> **Amaç 1**
Belge alıntısındaki bölümü "O müthiş gecede" sözlerinden başlayıp "bir kuru sözmüş." sözleri de dahil olmak üzere harfi harfine aktarın.
> **Amaç 2**
Belge alıntısına göre o cumartesi gecesi kırgına uğrayan insanların tek suçu neydi?

> **Belge Alıntısı**
■ ■ ■
Ağla karanfil ağla. (MA).

Heyhat, ne yazık ki o gece Enver Paşa da yoktur:

Yol direndi yokuşa,
Gelmez mi Enver Paşa,
Bu derdi çaksın taşa,
Ağla karanfil ağla. (MA).
Şair ümitsiz değildir. Mehmet Akif gibi o da imanını, güvenini muhafaza etmektedir. Nuri Paşa mutlaka gelecektir, muhakkak gelecektir, fakat yalnızca biraz gecikecektir (Nitekim iki yıl sonra geriye baktığımızda Azerbaycan'ın bugün bağımsız olduğunu görünce şairin bu 'iman'ına hak veriyoruz):
Kanımızı ne çekdi?
Ömür kuru çiçekdi,
Nuri Paşa gecikdi,
Ağla karanfil ağla. (MA).
O korkunç gecede adalet, hak değil zulüm vardır, ölüm vardır:

Adalet de, gerçek de,
Vallah yokdu o gece,
Zulüm zalim eliyle,
Hakkı boğdu o gece.

Kara giydi bu veten,
Yok hayına bir yeten,
Hayata hamileyken,
Ölüm doğdu o gece. (MA).

O müthiş gecede şehitlerin kanı dünyayı kaplamıştır:
Karanfil, şehit kanı,
Kan götürdü dünyanı,
Ağla, inlet meydanı,
Ağla karanfil ağla. (MA).
O cumartesi (şenbe) gecesi çaresizlik içindeki insanlar yalnızca Allah'a sığınmışlar, ondan medet ummuşlardır:
Lâilahe illallah,
Lâilahe illallah... (MA).
Acaba o uğursuz cumartesi gecesi bu kırgınlar, bu Vurgunlar niye yapılmıştı? Bu insanların suçu, günahı neydi? Evet neydi suçları günahları? Bu insanların tek bir suçları, tek bir günahları vardı. O da Türk olmaları, Müslüman olmalarıydı. Bahtiyar Vahabzadenin dediği gibi:

Anladık halkların beraberliği,
Kâğız üzerinde bir kuru sözmüş.
Bu katlden sonra bildik çok şeyi,
Bizim günahımız Türklüğümüzmüş.

Milletler dostluğu astar yüz imiş,
Bunun neyi varmış sözünden özge?
■ ■ ■
> **Veri Satırları**
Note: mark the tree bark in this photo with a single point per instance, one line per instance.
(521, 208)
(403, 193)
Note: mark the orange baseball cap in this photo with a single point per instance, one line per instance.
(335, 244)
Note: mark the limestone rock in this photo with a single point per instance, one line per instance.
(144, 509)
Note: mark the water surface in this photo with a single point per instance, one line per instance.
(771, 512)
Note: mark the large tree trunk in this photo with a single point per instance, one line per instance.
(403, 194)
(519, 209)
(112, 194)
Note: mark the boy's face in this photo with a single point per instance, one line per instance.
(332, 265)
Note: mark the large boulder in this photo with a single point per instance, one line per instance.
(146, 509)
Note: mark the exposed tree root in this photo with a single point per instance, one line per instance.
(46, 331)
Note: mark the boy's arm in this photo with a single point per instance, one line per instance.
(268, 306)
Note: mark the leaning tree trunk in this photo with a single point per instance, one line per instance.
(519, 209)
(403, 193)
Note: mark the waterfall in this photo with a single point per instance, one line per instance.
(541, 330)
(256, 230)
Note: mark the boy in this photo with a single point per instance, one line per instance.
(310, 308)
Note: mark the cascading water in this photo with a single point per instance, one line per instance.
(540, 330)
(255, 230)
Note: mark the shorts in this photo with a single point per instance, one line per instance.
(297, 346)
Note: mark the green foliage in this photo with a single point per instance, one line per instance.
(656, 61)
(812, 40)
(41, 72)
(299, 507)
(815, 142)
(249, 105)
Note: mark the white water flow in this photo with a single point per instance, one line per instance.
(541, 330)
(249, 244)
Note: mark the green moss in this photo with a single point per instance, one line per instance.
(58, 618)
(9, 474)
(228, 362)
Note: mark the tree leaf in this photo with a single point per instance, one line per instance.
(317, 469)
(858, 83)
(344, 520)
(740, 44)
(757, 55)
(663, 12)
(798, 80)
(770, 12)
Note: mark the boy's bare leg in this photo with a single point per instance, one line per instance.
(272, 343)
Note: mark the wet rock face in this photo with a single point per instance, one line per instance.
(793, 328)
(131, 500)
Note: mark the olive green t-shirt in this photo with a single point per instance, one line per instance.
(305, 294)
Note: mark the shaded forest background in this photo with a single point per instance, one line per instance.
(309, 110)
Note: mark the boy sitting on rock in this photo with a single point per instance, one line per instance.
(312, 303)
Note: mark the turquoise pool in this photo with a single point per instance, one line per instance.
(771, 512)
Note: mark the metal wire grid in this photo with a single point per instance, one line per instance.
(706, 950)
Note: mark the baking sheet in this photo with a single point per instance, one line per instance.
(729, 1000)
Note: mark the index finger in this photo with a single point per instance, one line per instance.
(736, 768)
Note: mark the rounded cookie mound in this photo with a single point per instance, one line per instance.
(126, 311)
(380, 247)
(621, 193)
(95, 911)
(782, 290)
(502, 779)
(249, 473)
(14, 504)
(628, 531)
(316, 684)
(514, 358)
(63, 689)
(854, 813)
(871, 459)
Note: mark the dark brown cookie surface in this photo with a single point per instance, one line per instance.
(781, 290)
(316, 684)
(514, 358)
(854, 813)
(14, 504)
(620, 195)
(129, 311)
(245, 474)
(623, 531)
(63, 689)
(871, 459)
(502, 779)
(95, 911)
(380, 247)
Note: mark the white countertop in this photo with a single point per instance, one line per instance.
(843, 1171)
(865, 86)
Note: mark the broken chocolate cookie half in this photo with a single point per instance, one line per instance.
■ ■ ■
> **Nihai Sonuç 1**
O müthiş gecede şehitlerin kanı dünyayı kaplamıştır:
Karanfil, şehit kanı,
Kan götürdü dünyanı,
Ağla, inlet meydanı,
Ağla karanfil ağla. (MA).
O cumartesi (şenbe) gecesi çaresizlik içindeki insanlar yalnızca Allah'a sığınmışlar, ondan medet ummuşlardır:
Lâilahe illallah,
Lâilahe illallah... (MA).
Acaba o uğursuz cumartesi gecesi bu kırgınlar, bu Vurgunlar niye yapılmıştı? Bu insanların suçu, günahı neydi? Evet neydi suçları günahları? Bu insanların tek bir suçları, tek bir günahları vardı. O da Türk olmaları, Müslüman olmalarıydı. Bahtiyar Vahabzadenin dediği gibi:

Anladık halkların beraberliği,
Kâğız üzerinde bir kuru sözmüş.

> **Nihai Sonuç 2**
Türk ve Müslüman olmalarıydı.